Records supplied:
==============================
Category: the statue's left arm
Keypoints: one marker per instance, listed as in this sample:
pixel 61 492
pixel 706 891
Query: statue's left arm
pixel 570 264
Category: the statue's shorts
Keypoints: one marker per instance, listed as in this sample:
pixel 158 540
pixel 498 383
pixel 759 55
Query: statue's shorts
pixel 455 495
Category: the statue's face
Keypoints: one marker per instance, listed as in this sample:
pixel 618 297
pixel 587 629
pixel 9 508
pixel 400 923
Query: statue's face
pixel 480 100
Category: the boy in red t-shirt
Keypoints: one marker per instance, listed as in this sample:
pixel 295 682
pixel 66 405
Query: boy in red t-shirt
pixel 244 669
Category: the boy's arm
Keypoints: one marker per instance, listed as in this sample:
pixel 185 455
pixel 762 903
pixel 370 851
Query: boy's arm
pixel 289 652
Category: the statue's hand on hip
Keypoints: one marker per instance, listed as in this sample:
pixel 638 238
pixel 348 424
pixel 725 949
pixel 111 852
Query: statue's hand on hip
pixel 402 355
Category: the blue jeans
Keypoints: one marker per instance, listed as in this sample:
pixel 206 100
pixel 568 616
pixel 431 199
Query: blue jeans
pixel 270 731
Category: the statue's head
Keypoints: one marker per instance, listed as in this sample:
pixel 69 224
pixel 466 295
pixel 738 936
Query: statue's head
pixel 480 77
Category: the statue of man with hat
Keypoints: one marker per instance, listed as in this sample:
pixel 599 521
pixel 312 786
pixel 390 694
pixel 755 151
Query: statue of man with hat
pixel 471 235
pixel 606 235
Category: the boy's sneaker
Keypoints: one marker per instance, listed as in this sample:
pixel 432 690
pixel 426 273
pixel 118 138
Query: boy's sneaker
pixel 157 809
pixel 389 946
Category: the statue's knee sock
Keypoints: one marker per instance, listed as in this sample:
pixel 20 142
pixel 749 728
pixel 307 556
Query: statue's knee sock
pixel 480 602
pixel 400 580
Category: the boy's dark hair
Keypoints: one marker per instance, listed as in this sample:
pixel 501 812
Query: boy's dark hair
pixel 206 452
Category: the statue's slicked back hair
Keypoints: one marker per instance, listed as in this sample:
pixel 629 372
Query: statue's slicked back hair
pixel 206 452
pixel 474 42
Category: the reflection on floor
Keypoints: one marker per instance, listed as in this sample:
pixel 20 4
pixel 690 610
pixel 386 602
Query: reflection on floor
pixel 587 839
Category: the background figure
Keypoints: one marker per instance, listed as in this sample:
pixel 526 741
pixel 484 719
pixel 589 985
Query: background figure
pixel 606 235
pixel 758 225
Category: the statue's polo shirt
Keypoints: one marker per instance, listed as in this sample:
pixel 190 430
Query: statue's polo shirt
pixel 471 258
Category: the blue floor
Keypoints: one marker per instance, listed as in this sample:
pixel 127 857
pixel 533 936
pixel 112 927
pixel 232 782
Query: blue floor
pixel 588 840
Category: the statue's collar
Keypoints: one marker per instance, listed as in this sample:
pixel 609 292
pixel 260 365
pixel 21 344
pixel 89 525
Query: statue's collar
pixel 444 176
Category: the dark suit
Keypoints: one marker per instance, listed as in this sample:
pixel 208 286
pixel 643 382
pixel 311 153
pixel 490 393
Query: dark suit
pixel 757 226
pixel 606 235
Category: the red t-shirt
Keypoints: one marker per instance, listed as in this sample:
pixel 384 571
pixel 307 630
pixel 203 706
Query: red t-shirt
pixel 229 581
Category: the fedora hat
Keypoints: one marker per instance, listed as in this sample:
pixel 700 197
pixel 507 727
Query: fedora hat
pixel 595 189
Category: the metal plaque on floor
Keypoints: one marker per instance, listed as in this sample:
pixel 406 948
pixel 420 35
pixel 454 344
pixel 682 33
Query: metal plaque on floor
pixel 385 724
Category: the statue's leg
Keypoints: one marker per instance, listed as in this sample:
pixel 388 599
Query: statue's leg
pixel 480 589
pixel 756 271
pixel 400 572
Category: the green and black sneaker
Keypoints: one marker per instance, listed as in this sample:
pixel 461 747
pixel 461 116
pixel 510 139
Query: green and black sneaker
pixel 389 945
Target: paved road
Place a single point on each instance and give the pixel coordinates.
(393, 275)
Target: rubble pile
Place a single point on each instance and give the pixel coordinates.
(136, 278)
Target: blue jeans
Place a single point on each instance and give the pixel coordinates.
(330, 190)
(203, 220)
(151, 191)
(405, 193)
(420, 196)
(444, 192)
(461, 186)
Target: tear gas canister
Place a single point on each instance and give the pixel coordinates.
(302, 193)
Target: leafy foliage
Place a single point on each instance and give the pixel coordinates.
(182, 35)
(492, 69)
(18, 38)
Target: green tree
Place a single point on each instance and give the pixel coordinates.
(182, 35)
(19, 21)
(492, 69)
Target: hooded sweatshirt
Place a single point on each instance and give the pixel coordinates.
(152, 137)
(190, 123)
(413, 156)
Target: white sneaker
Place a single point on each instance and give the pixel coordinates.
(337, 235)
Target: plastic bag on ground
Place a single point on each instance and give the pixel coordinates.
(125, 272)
==============================
What this task involves:
Set down the whole of the material, exactly.

Task solution:
Category: the statue's left arm
Keypoints: one marker per instance, listed as in this sample:
pixel 61 492
pixel 706 891
Query: statue's left arm
pixel 570 264
Category: the statue's shorts
Keypoints: one marker per instance, listed as in this sample:
pixel 158 540
pixel 498 383
pixel 759 55
Query: statue's shorts
pixel 455 495
Category: the statue's face
Keypoints: one marker per instance, listed as in this sample:
pixel 618 297
pixel 587 629
pixel 9 508
pixel 400 923
Query: statue's face
pixel 480 100
Category: the boy in red t-shirt
Keypoints: one marker per instance, listed as in this sample:
pixel 295 682
pixel 66 405
Query: boy in red t-shirt
pixel 244 669
Category: the boy's arm
Keypoints: one marker per instance, listed as in this sample:
pixel 185 455
pixel 762 903
pixel 370 851
Query: boy's arm
pixel 289 652
Category: the statue's hand on hip
Keypoints: one marker per instance, listed as in this sample:
pixel 638 238
pixel 348 424
pixel 725 949
pixel 111 852
Query: statue's hand on hip
pixel 402 355
Category: the blue jeans
Keypoints: one marker per instance, listed as in this sample:
pixel 206 100
pixel 568 616
pixel 431 199
Query: blue jeans
pixel 270 731
Category: the statue's head
Keypoints: one marker per instance, listed as in this sample:
pixel 69 224
pixel 466 295
pixel 738 936
Query: statue's head
pixel 480 77
Category: the statue of man with hat
Keypoints: one marker per instance, listed as in this sample:
pixel 599 521
pixel 312 786
pixel 390 694
pixel 755 151
Query: statue of man with hat
pixel 471 235
pixel 606 235
Category: the boy's sneaker
Keypoints: one marker per instance, listed as in this sample:
pixel 432 690
pixel 426 273
pixel 118 138
Query: boy's sneaker
pixel 157 809
pixel 389 946
Category: the statue's knee sock
Keypoints: one marker per instance, listed as in this sample:
pixel 20 142
pixel 749 728
pixel 307 556
Query: statue's knee sock
pixel 480 602
pixel 400 580
Category: the boy's dark hair
Keypoints: one marker per instance, listed as in this sample:
pixel 501 812
Query: boy's dark hair
pixel 206 452
Category: the statue's slicked back hair
Keypoints: one marker per instance, listed as in this sample:
pixel 629 372
Query: statue's slicked back hair
pixel 206 452
pixel 474 42
Category: the reflection on floor
Keypoints: one marker per instance, listed as in this sample:
pixel 20 4
pixel 690 610
pixel 386 602
Query: reflection on floor
pixel 587 839
Category: the background figure
Keypoints: one marker per instance, listed as in this sample:
pixel 526 741
pixel 484 719
pixel 589 985
Query: background figure
pixel 606 235
pixel 758 225
Category: the statue's polo shirt
Keypoints: one marker per instance, listed as in this sample:
pixel 190 430
Query: statue's polo shirt
pixel 471 258
Category: the blue floor
Keypoints: one marker per instance, listed as in this sample:
pixel 127 857
pixel 533 936
pixel 112 927
pixel 232 782
Query: blue floor
pixel 588 840
Category: the statue's collar
Keypoints: one marker per instance, listed as in this sample:
pixel 609 292
pixel 260 365
pixel 21 344
pixel 89 525
Query: statue's collar
pixel 444 176
Category: the dark suit
Keypoints: one marker per instance, listed as in this sample:
pixel 208 286
pixel 643 382
pixel 311 153
pixel 490 393
Query: dark suit
pixel 757 226
pixel 606 235
Category: the red t-shirt
Keypoints: one marker per instance, listed as in this sample:
pixel 384 571
pixel 307 630
pixel 203 706
Query: red t-shirt
pixel 229 581
Category: the fedora hat
Keypoints: one marker per instance, listed as in this sample:
pixel 700 197
pixel 507 727
Query: fedora hat
pixel 595 189
Category: the metal plaque on floor
Keypoints: one marker per instance, listed as in this sample:
pixel 406 948
pixel 420 35
pixel 454 344
pixel 682 33
Query: metal plaque on floor
pixel 385 724
Category: the statue's leg
Keypoints: one marker per instance, listed as in this sample:
pixel 388 599
Query: statue's leg
pixel 480 589
pixel 756 271
pixel 400 572
Category: the green and black sneaker
Keypoints: one marker per instance, listed as in this sample:
pixel 461 747
pixel 461 116
pixel 510 139
Query: green and black sneaker
pixel 389 945
Target: paved road
Place a single point on each instance and give the pixel coordinates.
(393, 275)
Target: rubble pile
Place a single point on each instance and give the pixel coordinates.
(136, 278)
Target: blue jeans
Place a single point on each instance and give the pixel coordinates.
(330, 190)
(203, 220)
(151, 191)
(405, 193)
(420, 196)
(444, 192)
(461, 186)
Target: tear gas canister
Place a single point on each instance and give the pixel coordinates.
(302, 193)
Target: leafy foliage
Place a single point on each instance and give the pixel coordinates.
(182, 35)
(492, 69)
(18, 38)
Target: green tree
Place a single point on each instance and give the pixel coordinates.
(182, 35)
(19, 21)
(492, 69)
Target: hooded sweatshirt
Place a single point on each instance and give the pixel coordinates.
(152, 137)
(190, 123)
(413, 156)
Target: white sneaker
Place a single point on each instance and give the pixel coordinates.
(337, 235)
Target: plastic bag on ground
Place a single point on each instance and give the pixel coordinates.
(125, 272)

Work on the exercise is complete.